Work required> Give a verbatim repeat of the lines that run from the line containing "The above image" to the end of the data below.

======

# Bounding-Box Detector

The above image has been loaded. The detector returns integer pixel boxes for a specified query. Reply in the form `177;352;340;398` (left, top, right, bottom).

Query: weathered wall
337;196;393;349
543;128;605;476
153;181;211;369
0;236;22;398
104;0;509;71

======

Your solution>
The above image has been loaded. The detector returns integer pixel boxes for a specified query. Reply in the form `177;352;340;398` (left, top, right, bottom).

Query: weathered wall
337;196;393;349
543;128;605;476
153;181;211;369
0;236;22;398
104;0;509;71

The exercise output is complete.